— start Data lines —
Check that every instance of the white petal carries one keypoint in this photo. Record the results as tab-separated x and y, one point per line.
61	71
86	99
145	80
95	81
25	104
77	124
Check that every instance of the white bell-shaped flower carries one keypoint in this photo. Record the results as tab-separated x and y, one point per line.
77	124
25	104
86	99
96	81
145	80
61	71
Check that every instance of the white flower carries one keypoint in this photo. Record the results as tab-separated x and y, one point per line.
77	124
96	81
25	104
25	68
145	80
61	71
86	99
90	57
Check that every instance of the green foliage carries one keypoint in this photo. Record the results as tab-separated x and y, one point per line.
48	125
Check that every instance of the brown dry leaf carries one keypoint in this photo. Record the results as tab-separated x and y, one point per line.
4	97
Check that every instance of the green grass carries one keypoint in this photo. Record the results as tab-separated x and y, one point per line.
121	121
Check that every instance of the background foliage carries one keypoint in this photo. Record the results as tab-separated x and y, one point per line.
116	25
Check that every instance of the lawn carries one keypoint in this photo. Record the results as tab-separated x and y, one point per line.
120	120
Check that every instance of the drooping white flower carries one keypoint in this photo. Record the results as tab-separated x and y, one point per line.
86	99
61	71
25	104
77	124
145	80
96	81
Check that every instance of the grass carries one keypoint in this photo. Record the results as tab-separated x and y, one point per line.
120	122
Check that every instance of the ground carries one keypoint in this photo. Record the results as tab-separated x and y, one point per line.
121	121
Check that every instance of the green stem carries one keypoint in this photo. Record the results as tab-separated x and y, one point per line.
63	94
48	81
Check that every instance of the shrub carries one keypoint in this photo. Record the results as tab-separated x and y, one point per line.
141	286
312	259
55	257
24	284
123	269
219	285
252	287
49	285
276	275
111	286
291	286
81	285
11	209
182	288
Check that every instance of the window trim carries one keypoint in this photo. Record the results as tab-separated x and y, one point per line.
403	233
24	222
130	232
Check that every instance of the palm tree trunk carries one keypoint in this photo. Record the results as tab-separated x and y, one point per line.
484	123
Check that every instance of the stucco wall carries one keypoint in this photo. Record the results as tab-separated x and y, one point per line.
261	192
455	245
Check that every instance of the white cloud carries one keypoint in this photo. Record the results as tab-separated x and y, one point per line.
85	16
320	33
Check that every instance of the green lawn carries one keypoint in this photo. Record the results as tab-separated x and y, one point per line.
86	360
— end Data lines —
*What you have to do*.
Each record above should be output again exactly.

*The reply*.
Check that every instance of the white petal carries one keypoint in this photo. Record the results as tab-separated x and y, one point per line.
61	71
86	99
145	80
95	81
25	104
77	124
Check that every instance of the white bell-shaped flower carries one keypoint in this photo. Record the results as tab-separated x and y, one point per line.
77	124
25	104
86	99
96	81
145	80
61	71
Check that every instance of the white flower carries one keypoint in this photo. Record the results as tab-separated x and y, one point per line.
77	124
96	81
25	104
25	68
145	80
61	71
86	99
90	57
Check that every instance of the green foliage carries one keypoint in this photo. Record the results as tab-separated x and y, one point per line.
48	125
Check that every instance of the brown dry leaf carries one keypoint in this photo. Record the results as tab-separated x and y, one point per line.
4	97
Check that every instance of the green grass carries one keypoint in this photo. Record the results as tab-separated x and y, one point per line.
121	121
Check that every instance of the background foliage carries one keypoint in this photo. Record the results as tab-separated x and y, one point per line.
116	25
Check that every instance of the lawn carries one keypoint in this photo. Record the results as tab-separated x and y, one point per line.
120	120
Check that every instance of the drooping white flower carries one keypoint in this photo. Record the results as tab-separated x and y, one point per line.
86	99
61	71
25	104
77	124
145	80
96	81
Check that every instance of the grass carries one keypoint in this photo. Record the results as tab-separated x and y, one point per line.
120	122
Check that every instance of the ground carries one keypoint in this photo. Record the results as tab-separated x and y, one point per line.
121	121
Check that every instance of the green stem carries one keypoint in this photo. Record the results as tab-separated x and y, one point per line.
63	94
48	81
Check that every instance of the shrub carries one keypoint in this photo. Record the results as tab-separated x and y, one point per line.
141	286
312	259
55	257
24	284
123	269
219	285
252	287
49	285
276	275
111	286
291	286
81	285
11	209
182	288
Check that every instance of the window trim carries one keypoint in this photo. Record the results as tab-separated x and y, one point per line.
403	233
24	222
130	232
Check that every instance of the palm tree trunk carries one keypoint in this photo. Record the results as tab-separated x and y, one point per line.
484	123
Check that every instance of the stucco wall carries one keypoint in this photo. Record the results as tab-separated x and y, one point per line.
261	192
455	245
Check that every instance of the white cloud carries one keypoint in this photo. Record the results as tab-separated x and y, one point per line.
85	16
320	33
Check that every instance of the green lawn carries one keypoint in this photo. Record the results as tab-separated x and y, one point per line.
86	360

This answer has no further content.